→ DATA FOR REVIEW
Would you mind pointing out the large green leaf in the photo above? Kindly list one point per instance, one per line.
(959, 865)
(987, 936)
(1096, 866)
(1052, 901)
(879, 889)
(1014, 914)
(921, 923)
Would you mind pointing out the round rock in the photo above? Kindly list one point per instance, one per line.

→ WHAT YOU WILL DO
Copy the records above exactly as written.

→ EXPECTED ANSWER
Would you mind pointing out the large green leaf in the photo above? Kindly list one point per instance, one per line.
(959, 865)
(987, 936)
(1096, 866)
(1052, 901)
(879, 889)
(1014, 914)
(921, 923)
Would you mind pointing out the round rock in the photo above? Kindly list one point per instance, one per line.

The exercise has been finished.